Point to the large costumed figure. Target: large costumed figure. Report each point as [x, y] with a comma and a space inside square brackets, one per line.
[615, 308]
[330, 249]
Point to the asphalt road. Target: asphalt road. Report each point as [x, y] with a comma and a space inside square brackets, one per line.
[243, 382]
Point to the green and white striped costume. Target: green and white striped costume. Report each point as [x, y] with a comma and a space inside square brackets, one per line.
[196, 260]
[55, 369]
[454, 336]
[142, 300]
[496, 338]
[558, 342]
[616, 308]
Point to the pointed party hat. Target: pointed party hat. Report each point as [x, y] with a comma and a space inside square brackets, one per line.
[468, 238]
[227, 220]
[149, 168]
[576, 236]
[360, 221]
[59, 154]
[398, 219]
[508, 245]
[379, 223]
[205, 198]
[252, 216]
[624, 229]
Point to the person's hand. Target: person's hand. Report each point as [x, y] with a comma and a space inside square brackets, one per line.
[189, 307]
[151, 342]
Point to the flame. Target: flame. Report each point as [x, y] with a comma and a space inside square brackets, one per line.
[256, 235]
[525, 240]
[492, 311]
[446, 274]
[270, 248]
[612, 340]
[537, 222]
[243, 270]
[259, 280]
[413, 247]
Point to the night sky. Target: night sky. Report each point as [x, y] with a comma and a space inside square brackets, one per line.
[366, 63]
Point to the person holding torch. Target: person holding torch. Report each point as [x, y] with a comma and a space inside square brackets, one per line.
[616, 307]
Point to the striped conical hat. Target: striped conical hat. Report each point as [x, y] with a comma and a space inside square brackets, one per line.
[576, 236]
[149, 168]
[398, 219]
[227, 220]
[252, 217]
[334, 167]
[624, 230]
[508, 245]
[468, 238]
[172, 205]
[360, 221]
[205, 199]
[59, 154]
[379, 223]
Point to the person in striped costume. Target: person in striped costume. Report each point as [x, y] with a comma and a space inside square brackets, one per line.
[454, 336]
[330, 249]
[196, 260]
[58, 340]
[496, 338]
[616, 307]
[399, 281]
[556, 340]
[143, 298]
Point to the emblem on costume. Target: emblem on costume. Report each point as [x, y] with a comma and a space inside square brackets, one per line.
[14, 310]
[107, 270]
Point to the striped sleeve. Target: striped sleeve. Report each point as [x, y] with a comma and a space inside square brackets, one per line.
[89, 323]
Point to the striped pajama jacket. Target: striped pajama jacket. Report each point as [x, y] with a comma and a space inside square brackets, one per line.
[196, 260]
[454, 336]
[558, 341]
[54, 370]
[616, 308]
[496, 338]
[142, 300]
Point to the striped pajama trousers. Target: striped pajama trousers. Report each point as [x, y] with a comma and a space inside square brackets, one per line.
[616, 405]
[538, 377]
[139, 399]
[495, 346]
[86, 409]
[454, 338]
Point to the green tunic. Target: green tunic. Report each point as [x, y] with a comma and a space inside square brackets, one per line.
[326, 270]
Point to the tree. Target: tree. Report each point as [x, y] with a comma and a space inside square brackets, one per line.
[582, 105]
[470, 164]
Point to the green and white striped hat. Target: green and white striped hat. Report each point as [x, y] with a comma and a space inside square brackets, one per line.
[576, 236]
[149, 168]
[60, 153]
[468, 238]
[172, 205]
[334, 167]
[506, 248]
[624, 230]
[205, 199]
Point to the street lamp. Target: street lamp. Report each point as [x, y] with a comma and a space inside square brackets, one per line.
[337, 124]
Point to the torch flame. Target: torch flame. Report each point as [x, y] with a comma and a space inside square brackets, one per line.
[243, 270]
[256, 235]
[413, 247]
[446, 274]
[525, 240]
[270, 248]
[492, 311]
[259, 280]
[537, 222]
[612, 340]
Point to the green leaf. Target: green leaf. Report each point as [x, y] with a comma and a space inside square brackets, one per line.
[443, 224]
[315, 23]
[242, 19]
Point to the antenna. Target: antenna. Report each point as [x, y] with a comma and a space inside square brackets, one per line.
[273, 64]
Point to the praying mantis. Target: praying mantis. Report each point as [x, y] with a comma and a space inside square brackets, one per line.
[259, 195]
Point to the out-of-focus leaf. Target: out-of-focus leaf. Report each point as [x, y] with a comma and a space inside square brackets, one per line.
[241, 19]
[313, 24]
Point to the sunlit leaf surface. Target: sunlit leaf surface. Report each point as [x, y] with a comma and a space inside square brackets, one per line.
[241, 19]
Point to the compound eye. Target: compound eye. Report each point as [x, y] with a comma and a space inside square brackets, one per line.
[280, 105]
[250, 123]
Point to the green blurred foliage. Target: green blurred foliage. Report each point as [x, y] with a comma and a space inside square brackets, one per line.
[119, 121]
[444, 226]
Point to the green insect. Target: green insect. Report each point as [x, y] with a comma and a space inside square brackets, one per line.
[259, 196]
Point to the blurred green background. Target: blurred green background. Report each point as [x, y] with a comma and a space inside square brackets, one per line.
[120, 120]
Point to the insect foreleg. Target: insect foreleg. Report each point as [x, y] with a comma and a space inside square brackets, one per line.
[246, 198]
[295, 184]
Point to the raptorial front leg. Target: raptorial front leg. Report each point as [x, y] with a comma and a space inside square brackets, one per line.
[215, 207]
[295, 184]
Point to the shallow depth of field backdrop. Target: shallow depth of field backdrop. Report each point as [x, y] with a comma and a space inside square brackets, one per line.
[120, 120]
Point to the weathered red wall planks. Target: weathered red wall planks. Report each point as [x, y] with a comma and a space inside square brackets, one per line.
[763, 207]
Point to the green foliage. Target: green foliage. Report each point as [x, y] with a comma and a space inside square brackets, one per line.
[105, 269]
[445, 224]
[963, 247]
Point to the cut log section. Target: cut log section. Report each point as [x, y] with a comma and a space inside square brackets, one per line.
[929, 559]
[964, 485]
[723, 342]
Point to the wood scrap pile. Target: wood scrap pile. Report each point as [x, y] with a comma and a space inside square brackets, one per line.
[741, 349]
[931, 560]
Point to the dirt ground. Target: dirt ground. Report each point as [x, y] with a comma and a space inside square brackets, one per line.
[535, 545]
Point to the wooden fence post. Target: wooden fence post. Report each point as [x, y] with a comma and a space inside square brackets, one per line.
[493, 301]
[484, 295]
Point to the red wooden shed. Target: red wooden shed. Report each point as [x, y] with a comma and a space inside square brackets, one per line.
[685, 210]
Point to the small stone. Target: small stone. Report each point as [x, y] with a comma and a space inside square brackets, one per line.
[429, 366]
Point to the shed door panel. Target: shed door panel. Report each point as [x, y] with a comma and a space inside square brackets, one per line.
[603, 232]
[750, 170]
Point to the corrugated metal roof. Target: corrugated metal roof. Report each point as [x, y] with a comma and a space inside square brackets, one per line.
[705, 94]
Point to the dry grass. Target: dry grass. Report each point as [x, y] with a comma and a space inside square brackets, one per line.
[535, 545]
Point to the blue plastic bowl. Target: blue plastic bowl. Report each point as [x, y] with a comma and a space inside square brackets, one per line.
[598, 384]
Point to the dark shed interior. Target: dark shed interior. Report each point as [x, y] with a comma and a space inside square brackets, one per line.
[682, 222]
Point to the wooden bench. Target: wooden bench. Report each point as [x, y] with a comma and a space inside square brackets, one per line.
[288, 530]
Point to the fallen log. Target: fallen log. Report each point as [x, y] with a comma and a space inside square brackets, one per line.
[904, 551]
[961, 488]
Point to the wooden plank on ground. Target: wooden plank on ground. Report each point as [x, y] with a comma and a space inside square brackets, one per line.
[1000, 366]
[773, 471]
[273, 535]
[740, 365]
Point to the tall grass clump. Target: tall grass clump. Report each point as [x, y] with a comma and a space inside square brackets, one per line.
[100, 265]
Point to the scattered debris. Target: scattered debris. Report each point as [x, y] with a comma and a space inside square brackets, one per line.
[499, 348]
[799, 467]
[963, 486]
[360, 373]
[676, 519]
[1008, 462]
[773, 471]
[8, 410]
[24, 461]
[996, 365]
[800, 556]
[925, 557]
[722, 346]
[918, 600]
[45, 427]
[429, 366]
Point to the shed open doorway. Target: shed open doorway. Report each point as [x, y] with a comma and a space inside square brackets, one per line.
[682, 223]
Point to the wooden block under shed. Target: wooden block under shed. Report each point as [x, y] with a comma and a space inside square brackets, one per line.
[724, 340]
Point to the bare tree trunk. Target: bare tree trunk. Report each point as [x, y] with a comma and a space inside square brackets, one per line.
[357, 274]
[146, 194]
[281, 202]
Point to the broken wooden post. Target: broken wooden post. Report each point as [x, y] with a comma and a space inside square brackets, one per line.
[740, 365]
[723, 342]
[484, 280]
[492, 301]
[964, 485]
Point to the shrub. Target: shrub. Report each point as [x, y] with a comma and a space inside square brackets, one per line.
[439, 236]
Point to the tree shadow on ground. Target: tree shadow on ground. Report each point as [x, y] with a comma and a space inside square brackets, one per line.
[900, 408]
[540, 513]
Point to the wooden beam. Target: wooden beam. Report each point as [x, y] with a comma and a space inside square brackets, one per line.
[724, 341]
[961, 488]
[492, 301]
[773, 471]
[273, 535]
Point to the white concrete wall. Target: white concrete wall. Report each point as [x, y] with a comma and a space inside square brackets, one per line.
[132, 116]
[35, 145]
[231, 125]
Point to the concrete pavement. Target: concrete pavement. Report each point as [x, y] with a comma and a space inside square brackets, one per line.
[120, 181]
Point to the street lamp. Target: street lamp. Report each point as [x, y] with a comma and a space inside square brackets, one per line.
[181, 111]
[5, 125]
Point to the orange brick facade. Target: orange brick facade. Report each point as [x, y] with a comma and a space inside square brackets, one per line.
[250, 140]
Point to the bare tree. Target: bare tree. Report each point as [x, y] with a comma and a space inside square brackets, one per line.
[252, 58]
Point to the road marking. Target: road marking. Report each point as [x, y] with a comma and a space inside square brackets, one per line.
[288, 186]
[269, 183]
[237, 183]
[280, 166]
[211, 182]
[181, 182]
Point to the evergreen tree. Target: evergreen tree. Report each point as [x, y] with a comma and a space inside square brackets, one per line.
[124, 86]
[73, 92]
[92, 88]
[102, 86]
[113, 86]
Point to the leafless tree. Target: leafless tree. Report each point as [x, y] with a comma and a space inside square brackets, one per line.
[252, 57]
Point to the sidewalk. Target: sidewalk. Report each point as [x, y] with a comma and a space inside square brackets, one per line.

**What is needed:** Set down each line from the line containing "Point to the evergreen" through the final line of the data, exactly and with nothing added.

**Result for this exercise:**
Point to the evergreen tree. Target: evergreen tree. Report each point as [x, y] with a comma and a space inside square brackets, one per line.
[124, 86]
[73, 92]
[92, 88]
[102, 86]
[113, 86]
Point to the leafless tree. Target: leafless tree. Report each point as [x, y] with a comma and a space inside square brackets, one per line.
[252, 57]
Point to the sidewalk. Target: sidewalk. Report each point as [x, y] with a comma and a space inside square brackets, one per line.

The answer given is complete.